# DO THIS
Rewrite the material from the line with "For the evaluation set, locate the patterned" up to and including the line with "x=101 y=381", putting "striped rug" in place of each "patterned carpet" and leaving everything else as it is.

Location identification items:
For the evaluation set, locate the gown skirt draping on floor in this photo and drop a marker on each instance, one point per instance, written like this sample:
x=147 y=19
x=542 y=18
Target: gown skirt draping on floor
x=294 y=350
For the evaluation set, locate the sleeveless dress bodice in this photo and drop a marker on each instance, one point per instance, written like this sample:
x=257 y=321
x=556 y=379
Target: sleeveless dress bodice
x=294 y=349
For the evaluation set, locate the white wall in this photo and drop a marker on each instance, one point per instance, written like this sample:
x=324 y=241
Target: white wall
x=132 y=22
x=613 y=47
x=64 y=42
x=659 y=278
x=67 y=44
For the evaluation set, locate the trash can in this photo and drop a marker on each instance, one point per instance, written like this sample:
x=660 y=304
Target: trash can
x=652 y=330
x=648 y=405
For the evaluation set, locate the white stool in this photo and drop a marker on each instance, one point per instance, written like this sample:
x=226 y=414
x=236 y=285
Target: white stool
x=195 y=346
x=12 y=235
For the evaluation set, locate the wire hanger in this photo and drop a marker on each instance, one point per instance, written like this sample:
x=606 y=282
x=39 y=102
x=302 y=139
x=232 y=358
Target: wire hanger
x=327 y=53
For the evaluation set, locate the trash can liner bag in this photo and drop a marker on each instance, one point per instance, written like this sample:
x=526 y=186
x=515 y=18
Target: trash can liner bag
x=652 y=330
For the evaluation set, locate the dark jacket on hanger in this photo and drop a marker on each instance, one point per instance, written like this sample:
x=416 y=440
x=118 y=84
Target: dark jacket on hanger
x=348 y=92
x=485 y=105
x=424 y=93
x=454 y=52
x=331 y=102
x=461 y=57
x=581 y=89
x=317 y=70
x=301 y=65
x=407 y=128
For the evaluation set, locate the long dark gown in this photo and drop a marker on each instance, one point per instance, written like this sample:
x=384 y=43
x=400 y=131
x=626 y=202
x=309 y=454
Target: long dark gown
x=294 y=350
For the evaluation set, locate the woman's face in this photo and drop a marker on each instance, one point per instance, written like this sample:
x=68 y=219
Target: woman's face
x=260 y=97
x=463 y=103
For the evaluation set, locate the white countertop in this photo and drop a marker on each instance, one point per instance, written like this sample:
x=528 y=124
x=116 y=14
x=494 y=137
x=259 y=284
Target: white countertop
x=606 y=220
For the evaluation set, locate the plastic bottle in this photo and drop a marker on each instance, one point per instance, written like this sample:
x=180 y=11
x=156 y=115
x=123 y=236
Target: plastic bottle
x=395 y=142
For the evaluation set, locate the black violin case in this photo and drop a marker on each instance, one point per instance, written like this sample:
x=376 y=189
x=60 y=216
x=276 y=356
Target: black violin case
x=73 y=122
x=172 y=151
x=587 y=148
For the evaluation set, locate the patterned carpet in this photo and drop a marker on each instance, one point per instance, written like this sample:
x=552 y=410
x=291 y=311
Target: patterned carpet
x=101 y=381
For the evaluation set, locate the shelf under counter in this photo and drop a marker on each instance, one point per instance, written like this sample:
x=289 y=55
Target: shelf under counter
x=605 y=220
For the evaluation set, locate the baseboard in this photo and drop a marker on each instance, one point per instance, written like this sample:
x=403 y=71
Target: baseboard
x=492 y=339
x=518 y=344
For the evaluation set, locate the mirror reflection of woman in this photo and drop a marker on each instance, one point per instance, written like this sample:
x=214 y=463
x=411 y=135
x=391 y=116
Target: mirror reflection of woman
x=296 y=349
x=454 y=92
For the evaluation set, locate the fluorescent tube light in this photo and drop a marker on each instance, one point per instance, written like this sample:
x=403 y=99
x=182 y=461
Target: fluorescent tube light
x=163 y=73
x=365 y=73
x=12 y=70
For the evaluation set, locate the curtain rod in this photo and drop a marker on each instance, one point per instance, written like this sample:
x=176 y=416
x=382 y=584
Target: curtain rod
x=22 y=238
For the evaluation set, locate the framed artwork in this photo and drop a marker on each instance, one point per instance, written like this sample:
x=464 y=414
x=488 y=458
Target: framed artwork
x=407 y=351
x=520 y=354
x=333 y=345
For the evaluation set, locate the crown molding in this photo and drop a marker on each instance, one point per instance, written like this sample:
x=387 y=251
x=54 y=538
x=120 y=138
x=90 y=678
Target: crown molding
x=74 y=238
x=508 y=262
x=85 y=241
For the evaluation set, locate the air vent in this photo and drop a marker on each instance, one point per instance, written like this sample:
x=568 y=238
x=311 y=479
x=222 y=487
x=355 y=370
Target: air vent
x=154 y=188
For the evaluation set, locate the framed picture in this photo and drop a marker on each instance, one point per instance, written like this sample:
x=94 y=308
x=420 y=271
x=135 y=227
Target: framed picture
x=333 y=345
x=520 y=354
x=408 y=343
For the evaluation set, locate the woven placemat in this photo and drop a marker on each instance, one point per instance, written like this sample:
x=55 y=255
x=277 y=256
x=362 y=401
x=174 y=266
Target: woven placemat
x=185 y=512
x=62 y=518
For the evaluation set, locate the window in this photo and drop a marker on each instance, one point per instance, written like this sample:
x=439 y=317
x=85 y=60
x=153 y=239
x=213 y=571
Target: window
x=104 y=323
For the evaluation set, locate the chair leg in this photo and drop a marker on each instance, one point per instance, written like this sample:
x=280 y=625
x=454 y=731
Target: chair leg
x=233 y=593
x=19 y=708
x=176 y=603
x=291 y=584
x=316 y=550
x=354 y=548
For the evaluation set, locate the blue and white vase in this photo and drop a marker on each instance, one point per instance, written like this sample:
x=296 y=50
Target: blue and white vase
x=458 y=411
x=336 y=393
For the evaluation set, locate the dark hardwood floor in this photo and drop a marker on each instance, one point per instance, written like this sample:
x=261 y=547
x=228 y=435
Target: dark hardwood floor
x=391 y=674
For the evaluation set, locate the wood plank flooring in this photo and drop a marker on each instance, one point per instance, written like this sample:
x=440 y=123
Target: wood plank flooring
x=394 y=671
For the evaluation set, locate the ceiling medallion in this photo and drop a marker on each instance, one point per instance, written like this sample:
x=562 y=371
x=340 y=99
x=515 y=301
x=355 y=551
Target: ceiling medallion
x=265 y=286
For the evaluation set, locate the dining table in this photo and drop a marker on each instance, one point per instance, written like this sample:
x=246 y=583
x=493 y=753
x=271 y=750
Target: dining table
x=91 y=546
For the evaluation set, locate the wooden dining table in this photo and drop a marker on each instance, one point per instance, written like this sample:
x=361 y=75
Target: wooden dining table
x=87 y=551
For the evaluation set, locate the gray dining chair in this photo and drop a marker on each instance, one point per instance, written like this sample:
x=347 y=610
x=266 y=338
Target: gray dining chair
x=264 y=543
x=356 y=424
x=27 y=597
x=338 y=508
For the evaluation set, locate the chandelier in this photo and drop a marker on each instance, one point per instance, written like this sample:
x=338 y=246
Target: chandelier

# TASK RESULT
For the evaluation set, locate the striped rug in this photo and drop a marker on each instance, one point per instance, written like this sample:
x=552 y=410
x=291 y=311
Target: striped rug
x=101 y=381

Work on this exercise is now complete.